## Text for analysis

_ _ _ _ _ _ _

# Cardinal with Neon Tetra Disease



## grant48 (Sep 18, 2011)

I have read that Cardianals are less susceptible to Neon Tetra Disease than Neons are, but I have a Cardinal with classic Neon Tetra Disease - bands of color loss, cysts/bumps appearing etc. I have isolated it to a separate 5 gallon tank and dosed it up with recommended anti-parasitic medication - just hope I caught it in time to prevent spread to my other neons & cardinals. Looking on the black side, if I do lose the whole school, can anyone recommend other schooling fish that can resist this nasty disease? I do already have 6 harlequins that seem very healthy so could increase those I suppose, but if tetra's are out, I would like alternatives too.

Also, I am not sure of the life cycle of the NTD parasite - how long should I wait before considering re-introducing more neons or cardinals?

Thanks!

Grant


----------



## jrman83 (Jul 9, 2010)

Any fish in the Tetra family can get the disease, even Angel fish. I wasn't aware there was a med/cure. Only option was to euthanize from what I have read. I have lost a few from it.


----------



## grant48 (Sep 18, 2011)

Yes - I know that treatment is a long shot but I had an empty tank anyway and thought I had nothing to lose by trying. It is difficult to tell but the affected fish doesn't appear to be suffering too much, but if it looks much worse I may have to put it down. The moral of the story is to use quarantine tanks before introducing anything into an established aquarium - I am not sure where the disease came from but the tetra's were fine for a few months without any symptoms. It must have been traveling on plants bought recently from a LFS - they were mixed in with fish too.

Thanks,

Grant


----------



## apaiari (29 d ago)

_ _ _ _ _ _ _

## Data section

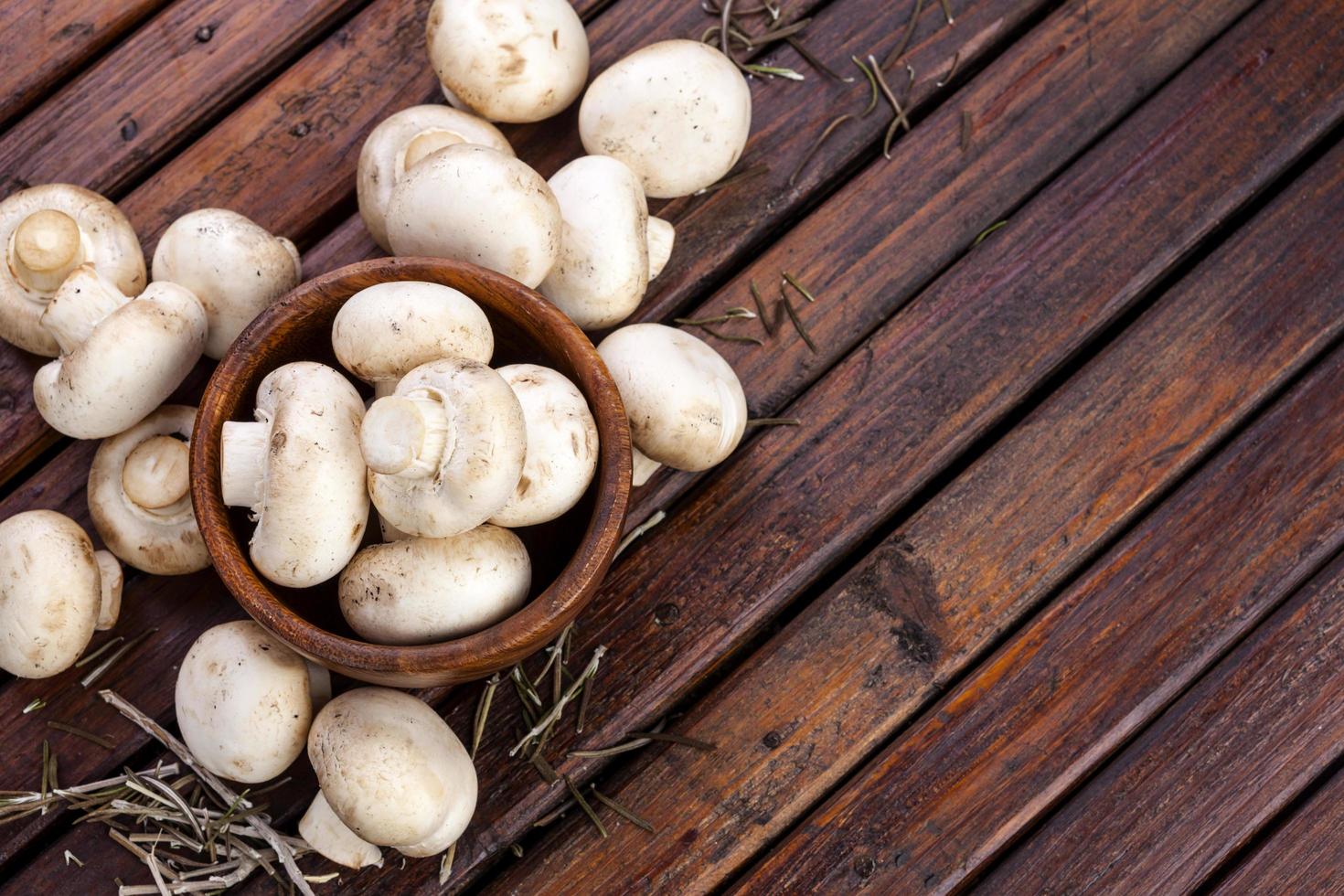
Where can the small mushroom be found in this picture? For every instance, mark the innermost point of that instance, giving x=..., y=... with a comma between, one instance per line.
x=234, y=266
x=428, y=590
x=245, y=701
x=120, y=357
x=405, y=139
x=139, y=495
x=391, y=772
x=677, y=112
x=300, y=472
x=562, y=446
x=389, y=329
x=46, y=232
x=686, y=404
x=608, y=243
x=476, y=205
x=511, y=60
x=445, y=452
x=56, y=592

_ _ _ _ _ _ _

## Study questions
**1)** Write out, word for word, the stretch of the Neon Tetra Disease thread from "Any fish in" through "with fish too.".
**2)** Check each statement against the Neon Tetra Disease thread and answer yes or no, quoting the words that decide it: (a) Grant moved the sick Cardinal into a separate 5 gallon tank. (b) jrman83 says only Neons can catch the disease. (c) Grant already keeps six harlequins that look healthy.
**3)** In the Neon Tetra Disease thread, how does Grant think the disease got into the aquarium?
The data comes from a different source than the Neon Tetra Disease thread.

## Responses by item number
**1)**
Any fish in the Tetra family can get the disease, even Angel fish. I wasn't aware there was a med/cure. Only option was to euthanize from what I have read. I have lost a few from it.


----------



## grant48 (Sep 18, 2011)

Yes - I know that treatment is a long shot but I had an empty tank anyway and thought I had nothing to lose by trying. It is difficult to tell but the affected fish doesn't appear to be suffering too much, but if it looks much worse I may have to put it down. The moral of the story is to use quarantine tanks before introducing anything into an established aquarium - I am not sure where the disease came from but the tetra's were fine for a few months without any symptoms. It must have been traveling on plants bought recently from a LFS - they were mixed in with fish too.

**2)**
(a) Yes: "I have isolated it to a separate 5 gallon tank"
(b) No: "Any fish in the Tetra family can get the disease, even Angel fish."
(c) Yes: "I do already have 6 harlequins that seem very healthy"

**3)** On plants he recently bought from a LFS.